### [Page text]

━━━━━━

[PATCH] D96883: Add support for JSON output style to llvm-symbolizer

George Rimar via Phabricator via llvm-commits llvm-commits at lists.llvm.org
Tue Mar 9 05:12:58 PST 2021


grimar added a comment.

I apologize for my belated feedback. I am still on vacation, but I'd like to add my 5 cents about this particular patch to try to push it forward.

- Generally I think that adding a kind of `JSON` output to `LLVM` tools might be useful. This is not the first time I hear this idea, previously it was discussed that the output of llvm-readelf/readobj tools could be `XML`/`YAML`/`JSON`. In 2020 we fixed a lot of consistency issues in llvm-readelf's GNU output to make it more consistent with GNU readelf. It was done because it is a assumed to be a common task to parse the output of a tool and we have to provide some way to allow doing it anyways already. But ideally users shouldn't rely on GNU side and their output for LLVM tools, I think. It is brittle and we can provide a better experience.

- `JSON` vs `YAML` vs `<?>`. I think it should be `JSON`, because `YAML` is not well-known outside of `LLVM`. I probably see no any single reason why to use `YAML` instead. I also can't think of a more known/popular/convenient format for such task, so I guess that `JSON` is indeed a fine choice.

━━━━━━

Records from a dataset
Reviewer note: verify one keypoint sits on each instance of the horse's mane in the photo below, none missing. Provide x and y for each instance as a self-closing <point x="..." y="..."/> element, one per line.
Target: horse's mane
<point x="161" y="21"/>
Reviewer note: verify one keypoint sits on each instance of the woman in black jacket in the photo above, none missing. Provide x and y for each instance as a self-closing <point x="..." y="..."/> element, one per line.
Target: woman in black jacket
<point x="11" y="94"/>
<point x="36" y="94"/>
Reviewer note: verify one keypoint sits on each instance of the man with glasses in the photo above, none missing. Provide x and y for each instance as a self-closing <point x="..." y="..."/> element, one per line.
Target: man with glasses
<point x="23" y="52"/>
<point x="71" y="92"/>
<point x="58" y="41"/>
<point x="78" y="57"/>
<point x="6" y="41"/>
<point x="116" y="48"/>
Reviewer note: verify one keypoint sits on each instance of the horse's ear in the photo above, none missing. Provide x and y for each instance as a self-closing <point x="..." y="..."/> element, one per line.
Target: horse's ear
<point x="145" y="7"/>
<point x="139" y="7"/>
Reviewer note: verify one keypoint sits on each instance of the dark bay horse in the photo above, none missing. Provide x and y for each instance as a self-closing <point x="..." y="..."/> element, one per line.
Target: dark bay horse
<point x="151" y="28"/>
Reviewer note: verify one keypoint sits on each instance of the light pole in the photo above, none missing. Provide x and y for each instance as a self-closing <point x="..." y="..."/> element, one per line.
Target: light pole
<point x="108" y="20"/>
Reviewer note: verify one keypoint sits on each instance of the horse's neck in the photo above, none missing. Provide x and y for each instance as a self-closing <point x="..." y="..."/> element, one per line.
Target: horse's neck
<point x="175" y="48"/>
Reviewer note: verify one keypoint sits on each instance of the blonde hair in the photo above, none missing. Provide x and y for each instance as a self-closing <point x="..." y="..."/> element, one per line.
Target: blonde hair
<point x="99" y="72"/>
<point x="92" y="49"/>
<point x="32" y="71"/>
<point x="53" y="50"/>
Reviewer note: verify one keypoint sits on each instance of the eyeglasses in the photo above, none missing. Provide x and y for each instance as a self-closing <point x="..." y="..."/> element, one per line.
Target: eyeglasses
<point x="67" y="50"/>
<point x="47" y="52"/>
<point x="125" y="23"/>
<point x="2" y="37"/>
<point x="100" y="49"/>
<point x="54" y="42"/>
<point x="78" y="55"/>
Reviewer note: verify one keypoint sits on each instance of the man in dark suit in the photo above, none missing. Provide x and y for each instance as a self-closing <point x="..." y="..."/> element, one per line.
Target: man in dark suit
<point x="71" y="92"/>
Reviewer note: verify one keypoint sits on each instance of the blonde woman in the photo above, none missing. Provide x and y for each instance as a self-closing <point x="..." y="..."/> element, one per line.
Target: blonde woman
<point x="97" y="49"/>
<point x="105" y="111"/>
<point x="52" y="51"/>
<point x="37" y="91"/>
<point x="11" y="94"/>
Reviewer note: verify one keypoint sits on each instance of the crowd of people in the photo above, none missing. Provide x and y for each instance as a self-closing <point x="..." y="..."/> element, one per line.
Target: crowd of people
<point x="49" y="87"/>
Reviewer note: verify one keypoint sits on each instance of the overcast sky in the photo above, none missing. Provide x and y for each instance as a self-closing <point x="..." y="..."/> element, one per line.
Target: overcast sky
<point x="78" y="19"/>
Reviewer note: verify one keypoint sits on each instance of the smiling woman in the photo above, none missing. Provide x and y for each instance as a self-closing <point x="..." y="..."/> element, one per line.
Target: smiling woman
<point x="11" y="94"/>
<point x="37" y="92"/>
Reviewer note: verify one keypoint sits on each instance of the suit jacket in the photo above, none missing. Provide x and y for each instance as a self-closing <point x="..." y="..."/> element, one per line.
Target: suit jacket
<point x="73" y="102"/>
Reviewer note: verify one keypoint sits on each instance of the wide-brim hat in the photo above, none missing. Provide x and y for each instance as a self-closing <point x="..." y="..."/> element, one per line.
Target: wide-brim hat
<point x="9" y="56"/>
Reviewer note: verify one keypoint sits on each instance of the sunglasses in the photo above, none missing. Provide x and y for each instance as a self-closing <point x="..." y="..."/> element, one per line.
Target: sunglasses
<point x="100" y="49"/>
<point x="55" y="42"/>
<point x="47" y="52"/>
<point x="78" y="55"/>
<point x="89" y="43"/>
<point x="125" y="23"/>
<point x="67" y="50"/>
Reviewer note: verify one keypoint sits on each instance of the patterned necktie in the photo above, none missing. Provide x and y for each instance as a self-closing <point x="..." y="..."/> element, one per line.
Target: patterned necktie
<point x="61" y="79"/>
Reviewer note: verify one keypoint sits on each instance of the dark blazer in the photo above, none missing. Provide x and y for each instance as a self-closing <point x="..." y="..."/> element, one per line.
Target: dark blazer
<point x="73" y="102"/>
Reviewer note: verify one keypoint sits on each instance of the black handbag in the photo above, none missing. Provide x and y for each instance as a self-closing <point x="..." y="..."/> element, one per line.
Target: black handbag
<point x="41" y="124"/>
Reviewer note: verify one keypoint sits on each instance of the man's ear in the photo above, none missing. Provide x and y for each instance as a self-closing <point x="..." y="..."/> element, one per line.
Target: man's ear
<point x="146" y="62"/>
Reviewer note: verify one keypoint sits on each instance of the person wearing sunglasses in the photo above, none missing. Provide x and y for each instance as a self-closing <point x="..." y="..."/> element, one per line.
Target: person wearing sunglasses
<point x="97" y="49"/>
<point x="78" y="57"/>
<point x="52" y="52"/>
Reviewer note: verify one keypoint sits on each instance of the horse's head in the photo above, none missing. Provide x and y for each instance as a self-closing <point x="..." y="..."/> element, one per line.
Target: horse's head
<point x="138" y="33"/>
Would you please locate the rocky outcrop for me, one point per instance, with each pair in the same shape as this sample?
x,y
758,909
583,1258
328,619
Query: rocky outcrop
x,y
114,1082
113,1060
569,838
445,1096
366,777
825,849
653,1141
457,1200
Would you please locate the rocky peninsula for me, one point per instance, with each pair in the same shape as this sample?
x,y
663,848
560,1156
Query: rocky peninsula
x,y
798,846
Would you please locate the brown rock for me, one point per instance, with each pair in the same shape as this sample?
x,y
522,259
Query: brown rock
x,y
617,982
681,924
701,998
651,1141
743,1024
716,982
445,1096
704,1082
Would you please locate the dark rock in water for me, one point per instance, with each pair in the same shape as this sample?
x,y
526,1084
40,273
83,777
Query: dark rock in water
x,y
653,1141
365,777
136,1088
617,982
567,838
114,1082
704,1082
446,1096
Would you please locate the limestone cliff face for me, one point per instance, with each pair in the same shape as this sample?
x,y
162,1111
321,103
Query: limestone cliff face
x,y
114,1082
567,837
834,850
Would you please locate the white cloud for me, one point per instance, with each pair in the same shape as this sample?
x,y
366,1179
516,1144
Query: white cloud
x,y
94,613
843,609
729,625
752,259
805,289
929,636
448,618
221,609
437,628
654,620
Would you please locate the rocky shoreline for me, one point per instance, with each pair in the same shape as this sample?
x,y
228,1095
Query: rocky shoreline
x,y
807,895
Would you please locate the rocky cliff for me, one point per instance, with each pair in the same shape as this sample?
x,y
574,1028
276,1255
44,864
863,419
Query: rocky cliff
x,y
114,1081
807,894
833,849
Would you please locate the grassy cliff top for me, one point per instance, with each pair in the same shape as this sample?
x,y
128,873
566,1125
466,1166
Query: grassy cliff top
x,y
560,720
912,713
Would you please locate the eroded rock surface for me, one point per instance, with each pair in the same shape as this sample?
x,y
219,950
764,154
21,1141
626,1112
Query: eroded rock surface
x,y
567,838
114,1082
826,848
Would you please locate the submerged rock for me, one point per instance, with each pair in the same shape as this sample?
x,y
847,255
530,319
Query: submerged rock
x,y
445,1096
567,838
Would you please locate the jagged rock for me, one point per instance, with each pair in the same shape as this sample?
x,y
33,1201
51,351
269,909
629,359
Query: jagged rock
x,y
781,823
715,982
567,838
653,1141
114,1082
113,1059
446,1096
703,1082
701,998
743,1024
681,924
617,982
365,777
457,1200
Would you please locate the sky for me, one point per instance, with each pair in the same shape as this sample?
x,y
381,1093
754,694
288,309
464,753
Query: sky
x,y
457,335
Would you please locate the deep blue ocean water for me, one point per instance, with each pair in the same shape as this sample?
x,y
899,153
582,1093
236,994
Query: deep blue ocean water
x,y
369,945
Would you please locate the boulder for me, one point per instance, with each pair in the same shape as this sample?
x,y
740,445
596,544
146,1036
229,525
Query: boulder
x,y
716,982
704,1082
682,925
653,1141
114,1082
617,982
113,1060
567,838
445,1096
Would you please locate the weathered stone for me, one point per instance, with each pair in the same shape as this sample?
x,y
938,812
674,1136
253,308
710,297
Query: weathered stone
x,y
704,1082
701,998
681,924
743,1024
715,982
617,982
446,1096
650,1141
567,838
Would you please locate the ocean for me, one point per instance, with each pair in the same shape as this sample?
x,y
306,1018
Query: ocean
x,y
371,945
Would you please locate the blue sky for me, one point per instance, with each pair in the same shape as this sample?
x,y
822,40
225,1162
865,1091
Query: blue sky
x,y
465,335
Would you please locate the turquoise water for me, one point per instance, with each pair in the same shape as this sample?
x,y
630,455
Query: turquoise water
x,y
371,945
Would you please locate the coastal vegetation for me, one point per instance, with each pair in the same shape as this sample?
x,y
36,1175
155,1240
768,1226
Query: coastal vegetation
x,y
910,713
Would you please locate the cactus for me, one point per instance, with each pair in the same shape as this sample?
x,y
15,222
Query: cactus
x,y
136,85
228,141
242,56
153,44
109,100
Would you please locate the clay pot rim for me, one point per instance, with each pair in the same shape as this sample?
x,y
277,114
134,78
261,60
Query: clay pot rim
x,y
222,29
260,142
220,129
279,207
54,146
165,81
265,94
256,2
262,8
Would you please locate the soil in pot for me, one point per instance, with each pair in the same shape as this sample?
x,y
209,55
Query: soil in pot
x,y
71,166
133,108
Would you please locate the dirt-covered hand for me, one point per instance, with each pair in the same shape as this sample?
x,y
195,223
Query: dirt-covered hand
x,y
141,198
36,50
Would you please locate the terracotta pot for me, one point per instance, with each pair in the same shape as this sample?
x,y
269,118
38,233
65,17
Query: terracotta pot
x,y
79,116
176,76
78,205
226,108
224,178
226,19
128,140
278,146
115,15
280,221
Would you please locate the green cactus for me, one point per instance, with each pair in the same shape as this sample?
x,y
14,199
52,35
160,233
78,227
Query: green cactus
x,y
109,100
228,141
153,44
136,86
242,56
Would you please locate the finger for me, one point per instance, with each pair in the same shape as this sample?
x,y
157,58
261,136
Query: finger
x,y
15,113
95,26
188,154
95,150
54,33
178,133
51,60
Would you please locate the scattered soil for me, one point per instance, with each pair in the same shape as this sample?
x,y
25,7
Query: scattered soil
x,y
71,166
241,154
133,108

━━━━━━

### [Required actions]
1) According to the review comment, why should JSON be preferred over YAML?
2) From the review comment, copy the stretch from "George Rimar via" through "push it forward.".

### [Task answers]
1) Because YAML is not well-known outside of LLVM.

2)
George Rimar via Phabricator via llvm-commits llvm-commits at lists.llvm.org
Tue Mar 9 05:12:58 PST 2021


grimar added a comment.

I apologize for my belated feedback. I am still on vacation, but I'd like to add my 5 cents about this particular patch to try to push it forward.